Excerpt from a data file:
════
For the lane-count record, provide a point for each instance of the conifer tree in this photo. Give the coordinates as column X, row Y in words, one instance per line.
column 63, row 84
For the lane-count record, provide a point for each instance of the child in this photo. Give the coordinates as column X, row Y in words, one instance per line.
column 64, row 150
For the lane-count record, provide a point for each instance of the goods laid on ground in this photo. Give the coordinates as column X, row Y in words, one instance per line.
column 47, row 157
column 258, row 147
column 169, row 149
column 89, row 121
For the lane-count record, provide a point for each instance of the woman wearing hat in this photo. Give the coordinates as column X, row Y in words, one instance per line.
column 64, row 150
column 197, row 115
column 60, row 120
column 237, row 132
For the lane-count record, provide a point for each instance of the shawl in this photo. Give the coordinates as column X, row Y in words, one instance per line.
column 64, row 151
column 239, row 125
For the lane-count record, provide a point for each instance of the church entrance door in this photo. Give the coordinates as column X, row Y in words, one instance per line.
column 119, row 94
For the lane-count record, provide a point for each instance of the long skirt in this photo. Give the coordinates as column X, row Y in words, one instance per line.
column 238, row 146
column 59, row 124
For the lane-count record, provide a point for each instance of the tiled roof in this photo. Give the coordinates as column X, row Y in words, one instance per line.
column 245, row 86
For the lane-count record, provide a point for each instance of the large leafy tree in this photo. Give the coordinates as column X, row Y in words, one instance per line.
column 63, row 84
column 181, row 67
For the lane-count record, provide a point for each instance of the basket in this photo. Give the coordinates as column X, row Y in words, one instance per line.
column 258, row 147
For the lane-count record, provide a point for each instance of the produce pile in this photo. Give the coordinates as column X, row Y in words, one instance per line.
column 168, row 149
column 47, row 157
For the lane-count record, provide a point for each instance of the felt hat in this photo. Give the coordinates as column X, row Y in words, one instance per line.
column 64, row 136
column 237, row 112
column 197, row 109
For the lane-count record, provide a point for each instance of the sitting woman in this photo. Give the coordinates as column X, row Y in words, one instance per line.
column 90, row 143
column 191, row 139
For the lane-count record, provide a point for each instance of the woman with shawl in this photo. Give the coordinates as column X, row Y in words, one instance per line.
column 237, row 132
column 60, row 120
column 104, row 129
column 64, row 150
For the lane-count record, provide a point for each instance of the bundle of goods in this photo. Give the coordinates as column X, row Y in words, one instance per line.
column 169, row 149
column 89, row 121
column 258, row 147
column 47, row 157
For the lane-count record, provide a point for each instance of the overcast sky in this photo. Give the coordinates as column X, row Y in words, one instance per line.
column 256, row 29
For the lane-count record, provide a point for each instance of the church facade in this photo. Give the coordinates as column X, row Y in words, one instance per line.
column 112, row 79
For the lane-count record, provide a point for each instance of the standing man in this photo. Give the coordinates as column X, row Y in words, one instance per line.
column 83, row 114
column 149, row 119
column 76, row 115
════
EXERCISE GOAL: Rewrite every line of the listing above as a two-column Markdown table headed Row and Line, numbering the rows in order and omitting any blank lines.

EXERCISE ANSWER:
| Row | Line |
|---|---|
| 1 | For the lane-count record, provide a point for each instance of the conifer tree in this photo. Give the coordinates as column X, row Y in words, one instance per line. |
| 2 | column 63, row 84 |
| 3 | For the lane-count record, provide a point for each instance of the child in this photo. Give the coordinates as column X, row Y in words, one instance per line. |
| 4 | column 64, row 150 |
| 5 | For the lane-count record, provide a point for each instance of the goods laid on ground in this photo. Give the coordinates as column X, row Y in words, one instance per line. |
| 6 | column 47, row 157 |
| 7 | column 258, row 147 |
| 8 | column 169, row 149 |
| 9 | column 89, row 121 |
| 10 | For the lane-count record, provide a point for each instance of the woman wearing hat in this photo. Give the coordinates as column X, row Y in words, one instance per line. |
| 11 | column 64, row 150 |
| 12 | column 197, row 115 |
| 13 | column 60, row 120 |
| 14 | column 237, row 132 |
| 15 | For the lane-count record, provide a point for each instance of the shawl in this photo. Give the coordinates as column X, row Y in words, one instance per line. |
| 16 | column 64, row 151 |
| 17 | column 239, row 125 |
| 18 | For the lane-count record, provide a point for each instance of the church entrance door in this photo. Give the coordinates as column X, row Y in words, one instance per line. |
| 19 | column 119, row 94 |
| 20 | For the lane-count record, provide a point for each instance of the long skirt in this photo. Give the coordinates as column X, row Y in words, one instance per line. |
| 21 | column 238, row 146 |
| 22 | column 59, row 124 |
| 23 | For the lane-count record, provide a point for each instance of the tiled roof in this photo. Give the coordinates as column X, row Y in words, one instance per line. |
| 24 | column 245, row 86 |
| 25 | For the lane-count record, provide a point for each instance of the large leafy tree in this photo. Give the coordinates as column X, row Y in words, one instance per line. |
| 26 | column 63, row 84 |
| 27 | column 181, row 67 |
| 28 | For the lane-count record, provide a point for each instance of the basket in this photo. Give the coordinates as column X, row Y in words, one instance per line. |
| 29 | column 258, row 147 |
| 30 | For the lane-count record, provide a point for each instance of the produce pile in this photo. Give the coordinates as column X, row Y in words, one instance per line. |
| 31 | column 168, row 149 |
| 32 | column 47, row 157 |
| 33 | For the lane-count record, provide a point for each instance of the felt hat in this photo. Give the coordinates as column X, row Y in words, one instance per line. |
| 34 | column 64, row 136 |
| 35 | column 237, row 112 |
| 36 | column 197, row 109 |
| 37 | For the lane-count record, provide a point for each instance of the sitting woman in this photo. Give the coordinates as column X, row Y in words, one instance per line. |
| 38 | column 90, row 143 |
| 39 | column 191, row 139 |
| 40 | For the lane-count record, provide a point for each instance of the woman with shawl in this photo. Give the coordinates as column X, row Y in words, one instance per line. |
| 41 | column 237, row 132 |
| 42 | column 60, row 120 |
| 43 | column 104, row 129 |
| 44 | column 64, row 150 |
| 45 | For the lane-count record, provide a point for each instance of the bundle of goods in this photo. Give the coordinates as column X, row Y in words, one instance per line. |
| 46 | column 169, row 149 |
| 47 | column 89, row 121 |
| 48 | column 258, row 147 |
| 49 | column 47, row 157 |
| 50 | For the lane-count record, provide a point for each instance of the overcast sky in this photo. Give the coordinates as column X, row Y in words, one instance per line. |
| 51 | column 256, row 29 |
| 52 | For the lane-count record, provide a point for each instance of the church facade in this photo. Give the coordinates as column X, row Y in words, one instance per line. |
| 53 | column 112, row 79 |
| 54 | For the lane-count record, provide a point for each instance of the standing man in this photo. Give the coordinates as column X, row Y in words, one instance per line. |
| 55 | column 83, row 114 |
| 56 | column 149, row 119 |
| 57 | column 76, row 115 |